### TASK REQUIREMENTS:
Please reproduce the listing below word for word, omitting the pictures.

>> START DATA EXTRACT

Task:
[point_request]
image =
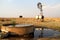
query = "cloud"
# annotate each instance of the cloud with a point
(52, 11)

>> END DATA EXTRACT

### ANSWER TO THE PROBLEM:
Task:
[point_request]
image =
query = "cloud"
# annotate each instance of the cloud with a point
(52, 11)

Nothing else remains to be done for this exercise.